* _Task description_:
What follows is a set of records; repeat all of them exactly.

* _Exercise inputs_:
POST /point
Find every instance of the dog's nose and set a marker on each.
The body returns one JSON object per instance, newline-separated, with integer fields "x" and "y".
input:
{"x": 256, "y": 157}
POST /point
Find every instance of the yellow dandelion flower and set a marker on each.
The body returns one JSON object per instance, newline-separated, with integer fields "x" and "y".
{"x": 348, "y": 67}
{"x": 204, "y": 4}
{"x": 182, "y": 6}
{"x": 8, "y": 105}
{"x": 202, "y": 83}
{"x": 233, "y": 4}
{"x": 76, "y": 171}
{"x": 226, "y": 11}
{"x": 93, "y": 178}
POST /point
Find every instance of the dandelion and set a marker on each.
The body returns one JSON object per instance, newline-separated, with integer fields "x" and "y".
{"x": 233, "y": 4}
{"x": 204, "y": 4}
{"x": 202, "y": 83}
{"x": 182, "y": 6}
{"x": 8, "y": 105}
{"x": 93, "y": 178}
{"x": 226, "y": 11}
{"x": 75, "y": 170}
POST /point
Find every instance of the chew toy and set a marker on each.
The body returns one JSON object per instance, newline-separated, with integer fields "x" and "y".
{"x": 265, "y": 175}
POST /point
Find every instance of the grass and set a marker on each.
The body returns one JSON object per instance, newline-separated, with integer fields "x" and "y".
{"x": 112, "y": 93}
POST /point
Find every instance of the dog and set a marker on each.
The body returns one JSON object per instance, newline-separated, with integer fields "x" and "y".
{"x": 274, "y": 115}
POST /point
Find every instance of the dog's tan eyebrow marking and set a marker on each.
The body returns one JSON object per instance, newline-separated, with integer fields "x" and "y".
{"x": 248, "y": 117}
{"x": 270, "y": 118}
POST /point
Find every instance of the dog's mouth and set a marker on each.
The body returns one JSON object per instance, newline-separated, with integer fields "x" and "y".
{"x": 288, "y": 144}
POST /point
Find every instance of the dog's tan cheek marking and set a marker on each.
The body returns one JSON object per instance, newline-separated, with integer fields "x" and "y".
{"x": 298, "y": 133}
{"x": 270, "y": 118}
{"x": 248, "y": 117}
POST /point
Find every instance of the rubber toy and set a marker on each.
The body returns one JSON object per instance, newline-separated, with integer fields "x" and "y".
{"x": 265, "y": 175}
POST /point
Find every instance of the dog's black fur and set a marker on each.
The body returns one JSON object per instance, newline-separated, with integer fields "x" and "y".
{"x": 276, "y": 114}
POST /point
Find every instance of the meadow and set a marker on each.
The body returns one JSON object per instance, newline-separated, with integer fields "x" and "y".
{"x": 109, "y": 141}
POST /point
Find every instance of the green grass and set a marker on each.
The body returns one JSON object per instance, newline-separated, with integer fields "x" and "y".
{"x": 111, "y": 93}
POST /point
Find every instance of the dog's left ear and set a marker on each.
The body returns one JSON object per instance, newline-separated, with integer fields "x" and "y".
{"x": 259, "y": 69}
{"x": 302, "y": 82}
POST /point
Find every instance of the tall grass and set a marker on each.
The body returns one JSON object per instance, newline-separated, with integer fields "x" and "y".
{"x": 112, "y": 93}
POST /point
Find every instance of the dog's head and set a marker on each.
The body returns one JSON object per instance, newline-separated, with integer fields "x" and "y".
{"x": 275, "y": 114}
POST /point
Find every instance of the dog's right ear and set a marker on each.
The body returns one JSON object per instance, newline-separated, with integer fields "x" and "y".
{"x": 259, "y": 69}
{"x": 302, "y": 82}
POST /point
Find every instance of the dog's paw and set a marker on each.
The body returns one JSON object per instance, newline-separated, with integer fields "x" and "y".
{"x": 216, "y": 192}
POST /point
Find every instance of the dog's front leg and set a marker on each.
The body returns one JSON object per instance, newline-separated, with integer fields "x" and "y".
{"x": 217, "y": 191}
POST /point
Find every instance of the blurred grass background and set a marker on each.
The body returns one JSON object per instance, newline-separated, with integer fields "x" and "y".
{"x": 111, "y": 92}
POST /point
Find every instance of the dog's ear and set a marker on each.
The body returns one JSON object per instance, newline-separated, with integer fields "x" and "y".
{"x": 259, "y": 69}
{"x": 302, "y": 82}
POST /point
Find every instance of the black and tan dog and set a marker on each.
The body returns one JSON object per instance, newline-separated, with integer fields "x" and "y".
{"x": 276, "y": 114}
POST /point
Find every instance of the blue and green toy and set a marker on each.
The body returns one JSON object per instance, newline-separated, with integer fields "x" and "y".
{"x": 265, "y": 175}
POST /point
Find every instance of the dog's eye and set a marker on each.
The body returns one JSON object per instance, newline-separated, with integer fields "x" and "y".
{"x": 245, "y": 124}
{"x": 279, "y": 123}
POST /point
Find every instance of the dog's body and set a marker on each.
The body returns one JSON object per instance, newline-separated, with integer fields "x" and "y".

* _Task response_:
POST /point
Find every instance of the dog's nose and set a marker on each.
The body returns one JSON object per instance, newline-separated, with integer fields "x" and "y".
input:
{"x": 256, "y": 157}
POST /point
Find every instance of the yellow dandelion flower and set a marker on each.
The body returns one JSON object per instance, newline-separated, with integer fields "x" and "y".
{"x": 348, "y": 67}
{"x": 204, "y": 4}
{"x": 182, "y": 6}
{"x": 8, "y": 105}
{"x": 202, "y": 83}
{"x": 233, "y": 4}
{"x": 76, "y": 171}
{"x": 226, "y": 11}
{"x": 93, "y": 178}
POST /point
Find every instance of the dandelion and set a marker on each.
The body returns one JSON object per instance, newline-separated, with integer fields "x" and "y".
{"x": 233, "y": 4}
{"x": 204, "y": 4}
{"x": 202, "y": 83}
{"x": 182, "y": 6}
{"x": 8, "y": 105}
{"x": 93, "y": 178}
{"x": 226, "y": 11}
{"x": 75, "y": 170}
POST /point
Find every instance of the chew toy and set a marker on each.
The body returns one JSON object per instance, newline-separated, with integer fields "x" and "y".
{"x": 265, "y": 175}
POST /point
Find every instance of the grass and set a marker on each.
The body returns one JSON object per instance, newline-separated, with integer fields "x" and "y".
{"x": 112, "y": 93}
POST /point
Find every instance of the dog and set a marker on each.
The body returns one JSON object per instance, newline-separated, with integer fields "x" and "y".
{"x": 274, "y": 115}
POST /point
Find every instance of the dog's tan eyebrow marking and set a marker on each.
The body returns one JSON object per instance, newline-separated, with integer fields "x" and "y".
{"x": 248, "y": 117}
{"x": 270, "y": 118}
POST /point
Find every instance of the dog's mouth and set a marker on each.
The body returns one JSON object per instance, newline-separated, with integer fields "x" and "y".
{"x": 288, "y": 144}
POST /point
Find every instance of the dog's tan cheek marking and set a marker on each.
The body returns one JSON object per instance, newline-separated, with integer fields "x" and "y".
{"x": 298, "y": 133}
{"x": 270, "y": 118}
{"x": 248, "y": 117}
POST /point
Find every instance of the rubber toy and set a marker on each.
The body returns one JSON object per instance, newline-separated, with integer fields "x" and "y".
{"x": 265, "y": 175}
POST /point
Find every instance of the dog's black fur and set a marker on each.
The body returns one JSON object per instance, newline-separated, with integer fields "x" and "y".
{"x": 276, "y": 114}
POST /point
Find every instance of the meadow and set a marker on each.
The body returns one JSON object per instance, newline-separated, with integer fields "x" and "y".
{"x": 109, "y": 141}
POST /point
Find every instance of the green grass and set a marker on each.
The body returns one JSON object per instance, newline-separated, with integer fields "x" and "y".
{"x": 111, "y": 93}
POST /point
Find every instance of the dog's left ear and set a marker on each.
The body returns one JSON object per instance, newline-separated, with integer fields "x" and "y".
{"x": 259, "y": 69}
{"x": 302, "y": 82}
POST /point
Find every instance of the tall grass and set a marker on each.
The body returns one JSON object per instance, newline-separated, with integer fields "x" and "y".
{"x": 112, "y": 93}
POST /point
Find every instance of the dog's head and set a marker on each.
The body returns one JSON object per instance, newline-separated, with integer fields "x" and "y".
{"x": 275, "y": 114}
POST /point
Find every instance of the dog's right ear and set a marker on each.
The body returns one JSON object per instance, newline-separated, with integer fields "x" and "y".
{"x": 259, "y": 69}
{"x": 302, "y": 82}
POST /point
Find every instance of the dog's paw and set a marker on each.
The body returns one JSON object per instance, newline-separated, with integer fields "x" and "y".
{"x": 216, "y": 192}
POST /point
Find every instance of the dog's front leg and set a marker on each.
The body returns one JSON object per instance, newline-separated, with integer fields "x" and "y".
{"x": 217, "y": 191}
POST /point
Find every instance of the blurred grass background and set a marker on each.
The body returns one JSON object per instance, newline-separated, with integer fields "x" and "y".
{"x": 111, "y": 92}
POST /point
Find every instance of the dog's ear and set a marker on each.
The body returns one JSON object per instance, newline-separated, with integer fields "x" and "y".
{"x": 259, "y": 69}
{"x": 302, "y": 82}
POST /point
Find every instance of the black and tan dog and set a marker on each.
The body returns one JSON object per instance, newline-separated, with integer fields "x" and "y".
{"x": 276, "y": 114}
POST /point
Find every instance of the blue and green toy and set a marker on each.
The body returns one JSON object per instance, newline-separated, with integer fields "x" and "y".
{"x": 265, "y": 175}
POST /point
Find every instance of the dog's eye and set a marker on each.
The body returns one JSON object per instance, newline-separated, with integer fields "x" and "y".
{"x": 245, "y": 124}
{"x": 279, "y": 123}
POST /point
Find every instance of the dog's body and set a marker on each.
The body returns one JSON object per instance, newline-separated, with integer fields "x" and "y".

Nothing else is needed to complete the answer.